● Selected passage:
■ ■ ■

Jut pointing out that it really isn't an "IF" they win. They won, short of a miracle. What we all need to do is stop supporting this "rigged election" crap and all of the negative rhetoric. It is only demoralizing and dissuading Georgia voters for voting in the most important Senate races I can remember. If we keep 1 seat, we stop the insanity. If we keep 2 seats, that helps.

Now back to the SKS topic. I love mine.


----------



## stevekozak (Oct 4, 2015)

jeffh said:


> Jut pointing out that it really isn't an "IF" they win. They won, short of a miracle. What we all need to do is stop supporting this "rigged election" crap and all of the negative rhetoric. It is only demoralizing and dissuading Georgia voters for voting in the most important Senate races I can remember. If we keep 1 seat, we stop the insanity. If we keep 2 seats, that helps.
> 
> Now back to the SKS topic. I love mine.


Giving up is not what I do. Quitters quit. Losers lose. People who surrender are subject to subjugation. I'm not doing that. I don't think President Trump is into it either....

And on the subject of SKSs, they are viable weapons.


----------



## Wedrownik (Sep 22, 2020)

■ ■ ■

● Requirements: Write the next part of the forum thread on SKS rifles, picking up from its last line. The material that comes next has no connection to the forum thread above.

■ ■ ■

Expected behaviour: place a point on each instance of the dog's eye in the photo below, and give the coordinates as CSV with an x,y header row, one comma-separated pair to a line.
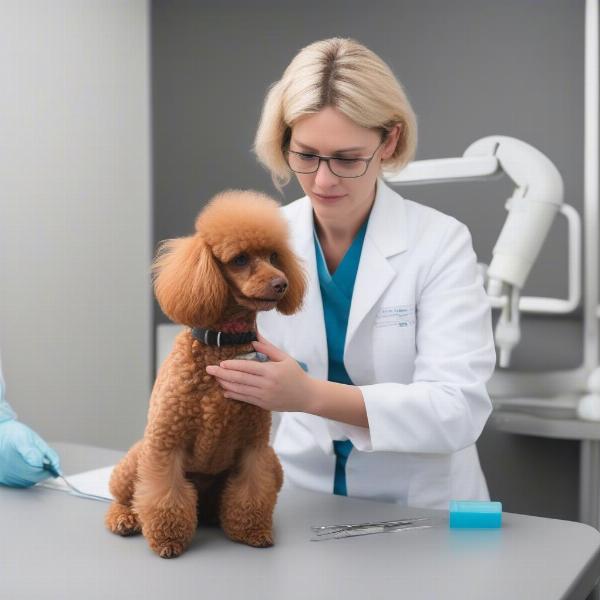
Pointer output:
x,y
241,260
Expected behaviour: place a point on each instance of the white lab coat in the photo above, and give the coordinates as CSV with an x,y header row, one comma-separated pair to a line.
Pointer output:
x,y
419,345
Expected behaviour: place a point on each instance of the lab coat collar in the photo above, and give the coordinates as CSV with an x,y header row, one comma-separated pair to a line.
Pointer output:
x,y
387,223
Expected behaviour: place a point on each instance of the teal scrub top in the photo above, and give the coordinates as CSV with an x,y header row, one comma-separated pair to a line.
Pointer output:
x,y
336,293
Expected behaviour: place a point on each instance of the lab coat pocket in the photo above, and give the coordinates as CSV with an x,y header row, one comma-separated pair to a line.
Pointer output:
x,y
394,347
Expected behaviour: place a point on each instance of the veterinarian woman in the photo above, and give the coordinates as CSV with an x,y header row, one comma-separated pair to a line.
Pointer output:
x,y
395,330
22,451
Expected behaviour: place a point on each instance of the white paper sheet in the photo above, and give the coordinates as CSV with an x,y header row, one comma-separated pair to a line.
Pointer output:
x,y
89,482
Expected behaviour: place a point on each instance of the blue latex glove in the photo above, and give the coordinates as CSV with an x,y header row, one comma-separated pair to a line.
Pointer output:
x,y
22,455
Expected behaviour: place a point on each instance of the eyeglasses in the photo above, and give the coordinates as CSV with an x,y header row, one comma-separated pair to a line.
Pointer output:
x,y
304,162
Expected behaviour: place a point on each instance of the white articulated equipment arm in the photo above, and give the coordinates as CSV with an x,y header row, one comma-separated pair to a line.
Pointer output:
x,y
537,198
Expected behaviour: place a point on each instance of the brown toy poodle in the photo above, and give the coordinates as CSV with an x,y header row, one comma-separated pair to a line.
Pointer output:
x,y
203,457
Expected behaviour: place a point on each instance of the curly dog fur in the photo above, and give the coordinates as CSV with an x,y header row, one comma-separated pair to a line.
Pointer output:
x,y
203,457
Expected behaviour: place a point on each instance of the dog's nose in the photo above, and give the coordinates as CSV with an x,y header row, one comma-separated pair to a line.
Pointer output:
x,y
279,285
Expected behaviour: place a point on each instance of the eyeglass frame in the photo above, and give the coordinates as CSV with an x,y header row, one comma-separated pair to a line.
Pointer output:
x,y
367,161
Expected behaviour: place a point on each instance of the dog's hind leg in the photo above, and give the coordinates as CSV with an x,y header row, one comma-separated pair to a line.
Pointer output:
x,y
121,518
165,500
248,501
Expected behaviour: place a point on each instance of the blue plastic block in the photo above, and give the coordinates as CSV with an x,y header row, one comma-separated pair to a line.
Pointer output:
x,y
474,514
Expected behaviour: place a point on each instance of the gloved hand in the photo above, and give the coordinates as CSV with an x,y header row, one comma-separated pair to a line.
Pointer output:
x,y
22,455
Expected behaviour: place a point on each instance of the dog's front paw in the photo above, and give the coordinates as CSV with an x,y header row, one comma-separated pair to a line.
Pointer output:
x,y
169,533
169,549
120,519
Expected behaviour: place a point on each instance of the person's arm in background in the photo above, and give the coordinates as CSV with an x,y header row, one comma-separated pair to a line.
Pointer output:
x,y
22,451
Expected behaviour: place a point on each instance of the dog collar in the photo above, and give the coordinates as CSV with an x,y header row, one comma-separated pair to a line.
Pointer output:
x,y
210,337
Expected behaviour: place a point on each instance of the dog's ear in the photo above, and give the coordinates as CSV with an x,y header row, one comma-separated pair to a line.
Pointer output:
x,y
290,265
188,283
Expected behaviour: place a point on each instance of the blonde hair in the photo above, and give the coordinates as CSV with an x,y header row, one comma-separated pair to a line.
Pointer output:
x,y
339,73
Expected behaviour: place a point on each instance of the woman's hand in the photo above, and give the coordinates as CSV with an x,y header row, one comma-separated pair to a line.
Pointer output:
x,y
279,385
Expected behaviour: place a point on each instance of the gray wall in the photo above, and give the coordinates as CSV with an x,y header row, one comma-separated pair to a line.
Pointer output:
x,y
471,68
75,297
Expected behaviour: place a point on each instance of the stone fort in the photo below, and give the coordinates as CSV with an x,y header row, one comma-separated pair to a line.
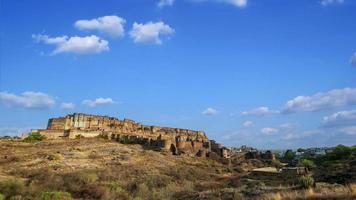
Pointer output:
x,y
174,140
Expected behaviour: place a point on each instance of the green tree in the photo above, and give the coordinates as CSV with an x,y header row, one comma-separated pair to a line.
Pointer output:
x,y
12,187
289,155
56,196
306,182
33,137
309,164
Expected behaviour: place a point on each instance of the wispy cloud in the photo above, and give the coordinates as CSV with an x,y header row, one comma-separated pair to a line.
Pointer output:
x,y
112,25
29,99
163,3
78,45
236,3
247,124
331,2
322,101
269,131
210,112
14,131
260,111
353,60
97,102
67,105
150,32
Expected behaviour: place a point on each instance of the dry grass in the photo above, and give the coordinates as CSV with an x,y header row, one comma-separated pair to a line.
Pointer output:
x,y
102,169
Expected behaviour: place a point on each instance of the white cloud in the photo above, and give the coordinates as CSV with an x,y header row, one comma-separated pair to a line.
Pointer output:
x,y
350,130
260,111
287,127
163,3
237,3
78,45
353,60
330,2
29,99
111,25
303,135
322,101
210,112
340,118
269,131
97,102
150,32
247,124
14,131
67,105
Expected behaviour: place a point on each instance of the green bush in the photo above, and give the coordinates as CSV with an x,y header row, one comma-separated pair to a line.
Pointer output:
x,y
277,164
56,196
309,164
12,187
289,155
55,156
306,182
33,137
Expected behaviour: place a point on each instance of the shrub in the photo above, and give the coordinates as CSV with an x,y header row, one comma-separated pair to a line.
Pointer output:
x,y
306,182
277,164
89,178
289,155
55,156
56,196
12,187
33,137
309,164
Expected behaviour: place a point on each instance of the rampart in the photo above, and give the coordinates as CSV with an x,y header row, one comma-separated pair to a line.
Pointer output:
x,y
174,140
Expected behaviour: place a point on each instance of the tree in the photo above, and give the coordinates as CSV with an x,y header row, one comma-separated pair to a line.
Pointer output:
x,y
34,137
289,155
309,164
306,182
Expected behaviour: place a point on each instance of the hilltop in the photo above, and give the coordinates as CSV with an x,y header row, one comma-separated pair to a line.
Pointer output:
x,y
95,168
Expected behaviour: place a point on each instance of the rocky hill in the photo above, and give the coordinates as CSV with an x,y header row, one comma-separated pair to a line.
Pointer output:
x,y
94,168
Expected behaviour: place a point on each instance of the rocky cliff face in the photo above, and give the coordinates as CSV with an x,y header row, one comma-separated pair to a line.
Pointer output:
x,y
127,131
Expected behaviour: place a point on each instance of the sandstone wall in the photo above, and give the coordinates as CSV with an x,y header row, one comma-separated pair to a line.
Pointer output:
x,y
128,131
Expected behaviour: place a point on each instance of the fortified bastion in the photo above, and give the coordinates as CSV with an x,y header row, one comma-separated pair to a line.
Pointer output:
x,y
175,140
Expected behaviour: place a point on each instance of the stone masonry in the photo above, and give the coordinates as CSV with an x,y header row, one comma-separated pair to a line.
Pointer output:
x,y
174,140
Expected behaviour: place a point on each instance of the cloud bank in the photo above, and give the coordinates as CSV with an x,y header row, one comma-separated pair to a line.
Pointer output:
x,y
260,111
112,25
78,45
150,32
97,102
29,99
210,112
321,101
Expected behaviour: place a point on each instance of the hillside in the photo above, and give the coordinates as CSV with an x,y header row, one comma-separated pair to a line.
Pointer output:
x,y
103,169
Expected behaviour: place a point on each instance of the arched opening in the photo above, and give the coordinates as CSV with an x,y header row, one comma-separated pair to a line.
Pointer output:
x,y
173,149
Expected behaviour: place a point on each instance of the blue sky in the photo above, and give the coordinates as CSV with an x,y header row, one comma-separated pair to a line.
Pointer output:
x,y
270,74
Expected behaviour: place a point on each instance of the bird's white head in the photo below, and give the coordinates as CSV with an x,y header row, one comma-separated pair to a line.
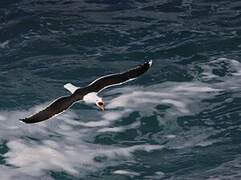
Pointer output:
x,y
94,98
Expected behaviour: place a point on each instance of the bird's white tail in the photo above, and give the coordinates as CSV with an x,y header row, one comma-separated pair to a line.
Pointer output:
x,y
70,87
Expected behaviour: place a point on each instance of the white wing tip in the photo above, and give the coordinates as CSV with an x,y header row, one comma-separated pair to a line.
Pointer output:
x,y
150,63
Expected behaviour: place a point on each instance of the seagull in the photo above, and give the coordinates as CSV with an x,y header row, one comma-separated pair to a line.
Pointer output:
x,y
89,93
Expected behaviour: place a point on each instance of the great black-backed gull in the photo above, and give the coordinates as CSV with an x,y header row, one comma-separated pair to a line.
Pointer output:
x,y
88,94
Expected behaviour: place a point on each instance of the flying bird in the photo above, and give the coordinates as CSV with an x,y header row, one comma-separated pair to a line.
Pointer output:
x,y
88,94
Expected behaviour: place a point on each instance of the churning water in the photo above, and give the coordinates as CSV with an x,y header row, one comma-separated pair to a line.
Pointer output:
x,y
180,120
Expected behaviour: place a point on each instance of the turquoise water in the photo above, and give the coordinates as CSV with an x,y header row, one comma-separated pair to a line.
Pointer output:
x,y
180,120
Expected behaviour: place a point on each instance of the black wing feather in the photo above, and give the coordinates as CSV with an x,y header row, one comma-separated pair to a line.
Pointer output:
x,y
64,103
113,79
56,107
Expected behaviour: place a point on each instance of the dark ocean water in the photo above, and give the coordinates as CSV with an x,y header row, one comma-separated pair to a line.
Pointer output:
x,y
181,120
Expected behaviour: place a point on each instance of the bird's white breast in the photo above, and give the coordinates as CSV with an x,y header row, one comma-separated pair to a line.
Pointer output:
x,y
90,97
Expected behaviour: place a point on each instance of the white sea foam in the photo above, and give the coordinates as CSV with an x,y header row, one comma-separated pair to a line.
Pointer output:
x,y
63,143
126,173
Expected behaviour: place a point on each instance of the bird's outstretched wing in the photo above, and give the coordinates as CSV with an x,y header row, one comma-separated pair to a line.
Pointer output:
x,y
119,78
58,106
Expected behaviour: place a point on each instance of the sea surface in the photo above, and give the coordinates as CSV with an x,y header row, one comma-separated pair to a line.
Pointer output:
x,y
179,121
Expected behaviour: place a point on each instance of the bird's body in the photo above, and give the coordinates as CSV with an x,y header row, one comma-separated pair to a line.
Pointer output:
x,y
88,94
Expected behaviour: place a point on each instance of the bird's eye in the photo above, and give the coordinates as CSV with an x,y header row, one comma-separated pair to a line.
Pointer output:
x,y
100,103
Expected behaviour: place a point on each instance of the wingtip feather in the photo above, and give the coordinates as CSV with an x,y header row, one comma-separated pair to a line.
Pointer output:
x,y
150,63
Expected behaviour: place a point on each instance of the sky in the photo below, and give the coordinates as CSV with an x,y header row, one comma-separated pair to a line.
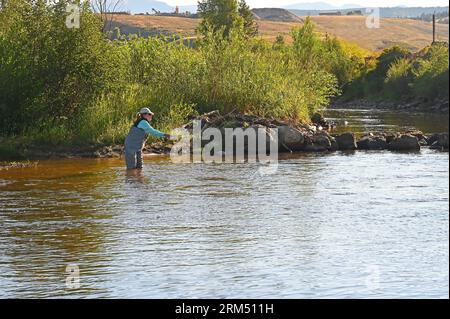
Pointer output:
x,y
367,3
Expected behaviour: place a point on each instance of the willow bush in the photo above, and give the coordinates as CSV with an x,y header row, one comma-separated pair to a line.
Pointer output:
x,y
76,85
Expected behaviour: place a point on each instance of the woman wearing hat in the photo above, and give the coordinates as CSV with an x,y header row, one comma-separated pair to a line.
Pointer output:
x,y
137,137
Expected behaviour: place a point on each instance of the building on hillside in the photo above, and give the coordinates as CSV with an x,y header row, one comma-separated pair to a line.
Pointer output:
x,y
330,13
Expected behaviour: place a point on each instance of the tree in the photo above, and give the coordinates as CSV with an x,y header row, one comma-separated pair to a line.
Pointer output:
x,y
105,8
219,15
250,25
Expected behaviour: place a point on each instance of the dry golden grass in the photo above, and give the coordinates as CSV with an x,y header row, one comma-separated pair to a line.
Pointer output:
x,y
410,34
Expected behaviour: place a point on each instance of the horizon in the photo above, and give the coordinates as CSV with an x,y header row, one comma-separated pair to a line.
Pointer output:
x,y
337,3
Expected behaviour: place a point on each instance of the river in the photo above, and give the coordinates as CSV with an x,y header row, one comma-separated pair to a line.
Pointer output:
x,y
342,225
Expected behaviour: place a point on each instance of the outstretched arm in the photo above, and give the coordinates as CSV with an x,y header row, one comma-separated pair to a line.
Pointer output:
x,y
150,130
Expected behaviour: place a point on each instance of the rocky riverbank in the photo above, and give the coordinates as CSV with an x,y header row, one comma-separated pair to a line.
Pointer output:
x,y
292,137
417,105
299,137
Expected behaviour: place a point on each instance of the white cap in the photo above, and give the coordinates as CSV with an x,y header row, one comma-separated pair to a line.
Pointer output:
x,y
146,111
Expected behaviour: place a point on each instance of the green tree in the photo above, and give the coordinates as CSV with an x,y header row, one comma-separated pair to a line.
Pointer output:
x,y
250,25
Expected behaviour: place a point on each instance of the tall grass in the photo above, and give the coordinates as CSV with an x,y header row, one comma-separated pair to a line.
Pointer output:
x,y
84,88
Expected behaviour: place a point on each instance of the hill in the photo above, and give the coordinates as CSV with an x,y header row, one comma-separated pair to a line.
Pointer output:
x,y
275,14
410,34
391,12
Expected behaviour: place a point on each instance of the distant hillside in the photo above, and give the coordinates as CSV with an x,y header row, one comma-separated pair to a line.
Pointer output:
x,y
410,34
319,6
275,14
398,12
143,6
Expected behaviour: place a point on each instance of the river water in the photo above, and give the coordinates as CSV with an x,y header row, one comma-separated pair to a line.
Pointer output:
x,y
343,225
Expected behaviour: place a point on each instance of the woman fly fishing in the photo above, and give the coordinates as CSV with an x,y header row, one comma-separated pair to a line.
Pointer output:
x,y
135,141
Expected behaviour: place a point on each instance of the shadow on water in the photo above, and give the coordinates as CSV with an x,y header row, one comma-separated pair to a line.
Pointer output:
x,y
364,121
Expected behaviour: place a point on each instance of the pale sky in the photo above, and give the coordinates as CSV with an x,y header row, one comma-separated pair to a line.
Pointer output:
x,y
367,3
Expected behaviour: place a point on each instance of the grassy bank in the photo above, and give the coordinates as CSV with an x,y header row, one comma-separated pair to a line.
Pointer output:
x,y
73,86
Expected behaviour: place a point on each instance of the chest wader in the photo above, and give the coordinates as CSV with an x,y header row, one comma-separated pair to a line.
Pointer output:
x,y
134,144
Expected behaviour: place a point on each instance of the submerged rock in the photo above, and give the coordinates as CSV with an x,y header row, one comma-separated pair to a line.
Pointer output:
x,y
291,138
346,142
372,142
405,142
439,141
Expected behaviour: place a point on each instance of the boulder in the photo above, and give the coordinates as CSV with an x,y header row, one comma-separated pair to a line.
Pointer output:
x,y
439,141
290,139
443,140
346,142
371,142
405,142
334,145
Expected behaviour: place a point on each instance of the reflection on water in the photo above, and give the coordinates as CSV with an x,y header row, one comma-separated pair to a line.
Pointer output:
x,y
364,121
325,226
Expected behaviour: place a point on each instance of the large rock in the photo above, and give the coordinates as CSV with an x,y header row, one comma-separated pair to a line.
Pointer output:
x,y
346,142
439,141
371,142
290,139
405,142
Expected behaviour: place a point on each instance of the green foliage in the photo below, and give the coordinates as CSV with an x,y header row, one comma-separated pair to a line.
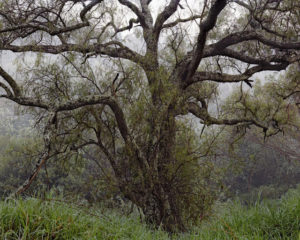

■ ■ ■

● Exercise response:
I got a Russian SKS.... Decent rifle, definitely better then nothing but it is short range and that ammo is scarce for it. Unless you live someplace that used the ammo and there was opportunity to buy it as it fell of a truck, I'd come up with a new plan


----------



## Smitty901 (Nov 16, 2012)

Main reasons to own SKS at least in the past. Ammo was cheap and lots of it and I do mean cheap 7.62X39 flowed in from all over the world. All you wanted any time. The weapons could be had on any budget. They are pretty simple to operate.
That has all changed. 7.62x39 is as limited now as any ammo. The cost is extremely high . The weapons have gone up many times what they could be had for. Today I would not go out and buy an SKS. But I would also never sell the ones I have.
But contrary to a lieing DA. With an agenda I have never sold a weapon anyway and never will.


----------



## CapitalKane49p (Apr 7, 2020)

Got a 1952 Tula Russian tough dependable and ammo is still relatively cheap. 1500 rds for about 300 USD up here. Corrosive so a good clean is requite after a range day. Millions were made an like anything good knock offs complement its design quality. Not the most accurate but it'll get the job done. Whenever somebody new to shooting asks what they should get I recommend on of these as it won't blow the budget. Although with the recent commie ban of ARs etc. up here the prices did jump a bit.

Godspeed


----------



## marineimaging (Jun 1, 2013)

SKS karbine said:


> Would you consider using an SKS for a SHTF scenario or an apocalypse?


As recent events have shown so well it has a lot less to do with the specific firearm and a lot more to do with the ammunition you can get your hands on or reload. Being a reloader I would stay away from the Russian primed steel cases.


----------



## keith9365 (Apr 23, 2014)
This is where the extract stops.